• _TASKS TO CARRY OUT_:
A - Write out everything in the passport article from "While the police" down to "receive a passport.", word for word.
B - According to the passport article, which county's police questioned Ruzi about her online postings before she applied for a passport?
------ PAGE EXTRACT ------
I began by trying to track Ruzi down on Sina Weibo. Late that night I received an alert that I'd been sent a message on Weibo. In that private e-mail, Ruzi sent me detailed information about the process she went through to apply for a passport to study abroad.

The young woman from Xinjiang told me that she thinks she was denied a passport because of two online posts she made on renren.com, a Chinese social media website, in the summer of 2011 that were critical of government policies.  "There is nothing to believe, nothing to rely on, nowhere to go - pushed to the road of ruin," she wrote in one of the postings.

Ruzi said police in Xinjiang's Xinhe county had questioned her about her postings before she ever applied for a passport. I phoned two officials in charge of the Xinhe county police for comment on the matter, but they refused to say a word. This was the same treatment that the Beijing Municipal Police Bureau gave me.

While the police felt like a brick wall in this story, the expert I interviewed from the Xinjiang Academy of Social Sciences in Urumqi was helpful and illuminating. Tursun held that as a Uyghur with hukou in Beijing, Ruzi should be treated equally, as any other Beijing resident, and that any background check with her hometown is unnecessary.

Tursun also pointed out that ethnic minorities in Xinjiang have to undergo a background check as part of their passport application. They also have to provide more documents such as an invitation letter from friends overseas to receive a passport. 

"The different standards are harmful to minorities' image. We should treat people according to their deeds rather than their ethnicity," said Tursun.

To ascertain why there are different standards for passport applications, I phoned the local administration in Hami. An official explained that in the northwest regions, including Xinjiang, the Tibet Autonomous Region and Qinghai Province, passport applications are processed according to whether an applicant has ample reason to go abroad, rather than simply granting the applicant's request. 

But the people from some other ethnic minority groups I interviewed didn't have such problems.

Lin Yatong, a senior student with China Foreign Affairs University, who belongs to the Hui ethnic group, told me that she had no trouble with her passport application in Beijing. "There is no difference between me and other students in the passport application process. I got it within two weeks." Another student surnamed Yu in Xingjiang who also belongs to the Hui ethnic group said that he needed to provide more documents when he applied for a passport, including his enrollment certification from a foreign university in both Chinese and English.

A look at the Passport Law of China reveals that applicants considered to be a potential danger to national security should not be given passports.

The day after the story was published, it was translated into Chinese. Ruzi posted the story on Weibo, which attracted hundreds of comments. Despite the attention to the matter, Ruzi's situation has not improved. She was also concerned that the article may have given readers the impression that she made a fuss over a small matter. According to her Weibo, she had not received a passport as of Monday.

Over the last several days, it has become clear that this news aroused public attention and sparked serious debate over the issue of discrimination against ethnic minority groups in the passport application process.
------ SOURCE DATA ------
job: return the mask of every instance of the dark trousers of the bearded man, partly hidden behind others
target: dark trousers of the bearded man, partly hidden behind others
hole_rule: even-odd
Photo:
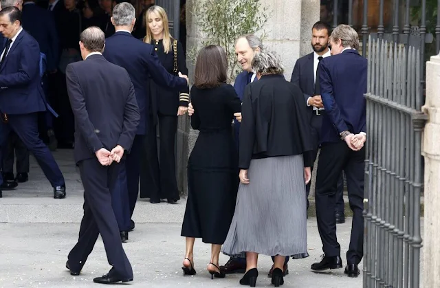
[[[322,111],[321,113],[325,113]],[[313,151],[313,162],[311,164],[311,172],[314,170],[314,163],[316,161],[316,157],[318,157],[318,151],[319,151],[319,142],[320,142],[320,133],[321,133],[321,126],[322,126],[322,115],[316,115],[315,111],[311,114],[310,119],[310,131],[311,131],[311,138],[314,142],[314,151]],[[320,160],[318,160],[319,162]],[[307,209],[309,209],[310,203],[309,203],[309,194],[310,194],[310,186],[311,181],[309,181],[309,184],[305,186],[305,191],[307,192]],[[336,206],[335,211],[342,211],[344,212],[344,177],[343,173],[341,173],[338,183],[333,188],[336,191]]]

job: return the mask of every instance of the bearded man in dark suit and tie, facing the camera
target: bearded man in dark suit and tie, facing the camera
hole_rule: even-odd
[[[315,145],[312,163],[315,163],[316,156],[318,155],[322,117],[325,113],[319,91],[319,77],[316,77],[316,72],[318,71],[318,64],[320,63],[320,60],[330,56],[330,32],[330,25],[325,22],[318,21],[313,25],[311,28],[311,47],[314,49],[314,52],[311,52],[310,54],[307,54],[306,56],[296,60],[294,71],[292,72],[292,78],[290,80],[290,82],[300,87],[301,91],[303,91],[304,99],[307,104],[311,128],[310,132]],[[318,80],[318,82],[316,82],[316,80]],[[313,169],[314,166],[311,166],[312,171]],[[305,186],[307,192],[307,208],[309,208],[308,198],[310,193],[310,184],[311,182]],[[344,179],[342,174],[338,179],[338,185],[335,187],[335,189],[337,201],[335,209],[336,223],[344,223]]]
------
• _ANSWERS TO THE TASKS_:
A -
While the police felt like a brick wall in this story, the expert I interviewed from the Xinjiang Academy of Social Sciences in Urumqi was helpful and illuminating. Tursun held that as a Uyghur with hukou in Beijing, Ruzi should be treated equally, as any other Beijing resident, and that any background check with her hometown is unnecessary.

Tursun also pointed out that ethnic minorities in Xinjiang have to undergo a background check as part of their passport application. They also have to provide more documents such as an invitation letter from friends overseas to receive a passport.

B - The police in Xinhe county, Xinjiang.